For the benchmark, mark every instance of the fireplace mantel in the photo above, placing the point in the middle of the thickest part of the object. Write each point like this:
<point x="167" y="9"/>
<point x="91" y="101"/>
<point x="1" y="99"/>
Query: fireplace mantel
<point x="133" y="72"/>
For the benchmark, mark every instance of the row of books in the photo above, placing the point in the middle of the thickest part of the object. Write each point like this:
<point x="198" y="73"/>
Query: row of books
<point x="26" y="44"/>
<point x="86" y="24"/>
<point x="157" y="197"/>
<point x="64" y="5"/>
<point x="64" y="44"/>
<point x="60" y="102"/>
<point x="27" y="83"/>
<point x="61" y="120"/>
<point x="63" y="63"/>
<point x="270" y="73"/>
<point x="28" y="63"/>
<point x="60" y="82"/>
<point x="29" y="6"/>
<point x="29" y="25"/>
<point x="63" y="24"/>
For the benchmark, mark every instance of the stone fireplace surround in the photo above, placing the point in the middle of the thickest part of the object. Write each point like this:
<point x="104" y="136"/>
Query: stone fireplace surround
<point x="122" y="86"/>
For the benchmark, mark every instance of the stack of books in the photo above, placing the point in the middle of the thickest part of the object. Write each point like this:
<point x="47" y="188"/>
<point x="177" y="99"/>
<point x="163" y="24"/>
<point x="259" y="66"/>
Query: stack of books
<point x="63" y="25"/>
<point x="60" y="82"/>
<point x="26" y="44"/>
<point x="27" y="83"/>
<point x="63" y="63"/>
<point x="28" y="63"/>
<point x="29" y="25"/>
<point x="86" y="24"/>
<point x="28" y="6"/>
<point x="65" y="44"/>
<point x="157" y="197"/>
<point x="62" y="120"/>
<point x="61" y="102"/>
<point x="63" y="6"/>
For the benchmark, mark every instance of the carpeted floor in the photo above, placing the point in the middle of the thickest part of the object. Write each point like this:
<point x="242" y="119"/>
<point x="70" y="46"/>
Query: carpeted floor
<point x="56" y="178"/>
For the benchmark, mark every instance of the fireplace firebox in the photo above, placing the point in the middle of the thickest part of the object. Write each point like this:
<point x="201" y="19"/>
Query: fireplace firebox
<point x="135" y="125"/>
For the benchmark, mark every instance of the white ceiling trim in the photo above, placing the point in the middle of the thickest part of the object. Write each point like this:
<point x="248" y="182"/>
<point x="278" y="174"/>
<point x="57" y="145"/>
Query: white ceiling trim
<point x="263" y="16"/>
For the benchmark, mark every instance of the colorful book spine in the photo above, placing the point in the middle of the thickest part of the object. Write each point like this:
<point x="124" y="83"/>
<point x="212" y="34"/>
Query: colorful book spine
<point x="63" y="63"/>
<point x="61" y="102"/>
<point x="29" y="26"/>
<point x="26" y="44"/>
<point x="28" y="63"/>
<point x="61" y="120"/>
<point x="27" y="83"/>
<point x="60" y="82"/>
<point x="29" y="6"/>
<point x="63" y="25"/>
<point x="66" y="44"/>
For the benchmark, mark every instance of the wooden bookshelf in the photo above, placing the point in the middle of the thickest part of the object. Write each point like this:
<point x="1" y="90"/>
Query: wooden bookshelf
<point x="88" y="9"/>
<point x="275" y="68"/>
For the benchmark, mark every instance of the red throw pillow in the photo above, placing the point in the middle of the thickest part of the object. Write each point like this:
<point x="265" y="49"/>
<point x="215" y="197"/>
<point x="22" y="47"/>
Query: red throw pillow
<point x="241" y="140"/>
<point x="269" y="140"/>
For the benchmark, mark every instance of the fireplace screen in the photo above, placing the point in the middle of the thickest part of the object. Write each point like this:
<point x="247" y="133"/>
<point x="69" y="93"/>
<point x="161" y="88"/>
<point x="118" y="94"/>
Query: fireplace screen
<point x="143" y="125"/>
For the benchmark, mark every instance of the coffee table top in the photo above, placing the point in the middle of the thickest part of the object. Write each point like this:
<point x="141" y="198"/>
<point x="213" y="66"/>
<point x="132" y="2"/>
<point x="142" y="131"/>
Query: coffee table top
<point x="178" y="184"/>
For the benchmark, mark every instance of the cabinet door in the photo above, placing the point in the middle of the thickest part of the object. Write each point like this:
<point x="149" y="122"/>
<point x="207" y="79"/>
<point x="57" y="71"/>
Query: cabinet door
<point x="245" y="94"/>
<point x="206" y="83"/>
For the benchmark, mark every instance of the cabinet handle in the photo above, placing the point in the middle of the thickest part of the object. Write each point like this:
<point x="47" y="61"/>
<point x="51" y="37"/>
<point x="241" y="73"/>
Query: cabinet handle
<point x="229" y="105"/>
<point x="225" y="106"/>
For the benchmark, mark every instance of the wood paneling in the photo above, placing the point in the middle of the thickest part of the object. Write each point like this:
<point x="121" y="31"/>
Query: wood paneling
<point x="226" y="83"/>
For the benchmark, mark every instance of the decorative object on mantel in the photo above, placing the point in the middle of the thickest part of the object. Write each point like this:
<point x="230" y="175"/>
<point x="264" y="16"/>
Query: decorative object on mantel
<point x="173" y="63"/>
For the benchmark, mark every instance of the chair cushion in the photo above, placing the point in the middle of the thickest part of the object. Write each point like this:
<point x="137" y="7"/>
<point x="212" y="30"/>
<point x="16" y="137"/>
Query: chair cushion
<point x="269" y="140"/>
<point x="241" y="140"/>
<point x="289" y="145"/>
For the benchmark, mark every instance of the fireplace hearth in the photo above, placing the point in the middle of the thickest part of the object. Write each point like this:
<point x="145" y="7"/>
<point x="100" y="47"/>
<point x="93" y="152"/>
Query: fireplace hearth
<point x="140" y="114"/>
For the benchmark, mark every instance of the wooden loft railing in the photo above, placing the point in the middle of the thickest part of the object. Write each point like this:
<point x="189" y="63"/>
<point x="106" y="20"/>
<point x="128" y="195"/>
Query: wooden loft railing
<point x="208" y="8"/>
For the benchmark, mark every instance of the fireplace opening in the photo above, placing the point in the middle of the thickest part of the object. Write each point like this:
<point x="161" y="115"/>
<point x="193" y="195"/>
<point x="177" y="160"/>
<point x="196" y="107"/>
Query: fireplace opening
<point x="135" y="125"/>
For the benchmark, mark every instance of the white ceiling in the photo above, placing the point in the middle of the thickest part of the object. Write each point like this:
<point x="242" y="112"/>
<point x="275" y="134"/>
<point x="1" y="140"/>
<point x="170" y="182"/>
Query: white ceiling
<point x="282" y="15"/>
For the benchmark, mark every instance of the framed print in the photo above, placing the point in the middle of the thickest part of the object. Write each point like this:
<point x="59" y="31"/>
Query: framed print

* EXERCISE TASK: Write out the full listing, keeping every line exactly as it is.

* SOLUTION TO THE EXERCISE:
For the benchmark, mark every instance of the fireplace mantel in the photo above, placing the point in the middle of the thickest part of the object. Write each point like this:
<point x="167" y="9"/>
<point x="91" y="101"/>
<point x="1" y="99"/>
Query: fireplace mantel
<point x="133" y="72"/>
For the benchmark, mark every instance of the row of books in the photo above, placing the point in the middle of the thickest part of the object. Write each point like this:
<point x="198" y="73"/>
Query: row of books
<point x="26" y="44"/>
<point x="86" y="24"/>
<point x="157" y="197"/>
<point x="64" y="5"/>
<point x="64" y="44"/>
<point x="60" y="102"/>
<point x="27" y="83"/>
<point x="61" y="120"/>
<point x="63" y="63"/>
<point x="270" y="73"/>
<point x="28" y="63"/>
<point x="60" y="82"/>
<point x="29" y="6"/>
<point x="29" y="25"/>
<point x="63" y="24"/>
For the benchmark, mark every instance of the stone fireplace surround in the photo above, placing the point in the middle of the thickest part of the object. Write each point like this:
<point x="104" y="136"/>
Query: stone fireplace surround
<point x="122" y="86"/>
For the benchmark, mark every instance of the stack of books in the photo above, placing the point in the middle of the thickest part of the object. Write each point like this:
<point x="47" y="188"/>
<point x="177" y="99"/>
<point x="163" y="24"/>
<point x="259" y="66"/>
Query: stack of books
<point x="63" y="25"/>
<point x="60" y="82"/>
<point x="26" y="44"/>
<point x="27" y="83"/>
<point x="63" y="63"/>
<point x="28" y="63"/>
<point x="29" y="25"/>
<point x="86" y="24"/>
<point x="28" y="6"/>
<point x="65" y="44"/>
<point x="157" y="197"/>
<point x="62" y="120"/>
<point x="61" y="102"/>
<point x="63" y="6"/>
For the benchmark, mark every instance of the carpeted floor in the photo above, placing the point in the middle of the thickest part of the object. Write each point like this:
<point x="242" y="119"/>
<point x="70" y="46"/>
Query: carpeted floor
<point x="56" y="178"/>
For the benchmark, mark every instance of the fireplace firebox in the photo above, placing the point in the middle of the thickest part of the object. Write each point like this:
<point x="201" y="19"/>
Query: fireplace firebox
<point x="135" y="125"/>
For the benchmark, mark every instance of the white ceiling trim in the photo above, placing the point in the middle of the thickest part of the object. Write each point like this:
<point x="248" y="182"/>
<point x="278" y="174"/>
<point x="57" y="145"/>
Query: white ceiling trim
<point x="263" y="16"/>
For the benchmark, mark every instance of the colorful book spine in the photo above, placing the point in the middle of the thickest part of the object. Write each point like this:
<point x="124" y="83"/>
<point x="212" y="34"/>
Query: colorful book spine
<point x="63" y="63"/>
<point x="61" y="102"/>
<point x="29" y="26"/>
<point x="26" y="44"/>
<point x="28" y="63"/>
<point x="61" y="120"/>
<point x="27" y="83"/>
<point x="60" y="82"/>
<point x="29" y="6"/>
<point x="63" y="25"/>
<point x="66" y="44"/>
For the benchmark, mark every instance of the wooden bookshelf in the photo above, placing the point in the middle of the thickest part of the object. Write each point like this:
<point x="1" y="90"/>
Query: wooden bookshelf
<point x="88" y="9"/>
<point x="275" y="68"/>
For the benchmark, mark every instance of the red throw pillow in the photo above, placing the point in the middle of the thickest part of the object. Write each point like this:
<point x="265" y="49"/>
<point x="215" y="197"/>
<point x="22" y="47"/>
Query: red throw pillow
<point x="241" y="140"/>
<point x="269" y="140"/>
For the benchmark, mark every instance of the fireplace screen in the photo above, placing the point in the middle of the thickest part of the object. Write each point like this:
<point x="247" y="133"/>
<point x="69" y="93"/>
<point x="161" y="88"/>
<point x="118" y="94"/>
Query: fireplace screen
<point x="143" y="125"/>
For the benchmark, mark every instance of the coffee table top in the photo above, placing the point in the middle of the thickest part of the object. Write each point like this:
<point x="141" y="198"/>
<point x="213" y="66"/>
<point x="132" y="2"/>
<point x="142" y="131"/>
Query: coffee table top
<point x="178" y="184"/>
For the benchmark, mark every instance of the cabinet door in the photo above, placing the point in the middle of the thickest part of the object. Write each point like this:
<point x="149" y="122"/>
<point x="207" y="79"/>
<point x="57" y="71"/>
Query: cabinet door
<point x="245" y="94"/>
<point x="206" y="83"/>
For the benchmark, mark every instance of the cabinet handle in the photo above, placing the point in the middle of the thickest part of the object. Write each point like this:
<point x="47" y="61"/>
<point x="51" y="37"/>
<point x="241" y="73"/>
Query: cabinet handle
<point x="229" y="105"/>
<point x="225" y="106"/>
For the benchmark, mark every instance of the wood paneling in the photo above, placing the point in the middle of the thickest part of the object. Write each point like this:
<point x="121" y="31"/>
Query: wood paneling
<point x="226" y="83"/>
For the benchmark, mark every instance of the decorative object on mantel in the photo above, placing the point in the middle of the thickest part of the object. Write each point like this:
<point x="230" y="175"/>
<point x="264" y="16"/>
Query: decorative object on mantel
<point x="173" y="63"/>
For the benchmark, mark every instance of the chair cushion in the photo above, placing the point in the middle of the thickest part of the object. Write each point like this:
<point x="137" y="7"/>
<point x="212" y="30"/>
<point x="16" y="137"/>
Query: chair cushion
<point x="269" y="140"/>
<point x="241" y="140"/>
<point x="289" y="145"/>
For the benchmark, mark every instance of the fireplace hearth in the photo above, placing the point in the middle of the thickest part of the object. Write each point like this:
<point x="145" y="7"/>
<point x="100" y="47"/>
<point x="93" y="152"/>
Query: fireplace hearth
<point x="140" y="114"/>
For the benchmark, mark every instance of the wooden loft railing in the photo above, placing the point in the middle of the thickest part of the object. Write each point like this:
<point x="189" y="63"/>
<point x="106" y="20"/>
<point x="128" y="195"/>
Query: wooden loft railing
<point x="208" y="8"/>
For the benchmark, mark every instance of the fireplace opening in the photo above, placing the point in the middle of the thickest part of the object. Write each point like this:
<point x="161" y="115"/>
<point x="193" y="195"/>
<point x="177" y="160"/>
<point x="196" y="107"/>
Query: fireplace opening
<point x="135" y="125"/>
For the benchmark, mark every instance of the white ceiling in the photo above, placing the point in the middle of the thickest part of the object. Write each point like this:
<point x="242" y="112"/>
<point x="275" y="134"/>
<point x="1" y="140"/>
<point x="170" y="182"/>
Query: white ceiling
<point x="282" y="15"/>
For the benchmark, mark every instance of the framed print in the photo above, placing the point in the middle of the thickest part of the object. Write each point like this:
<point x="59" y="31"/>
Query: framed print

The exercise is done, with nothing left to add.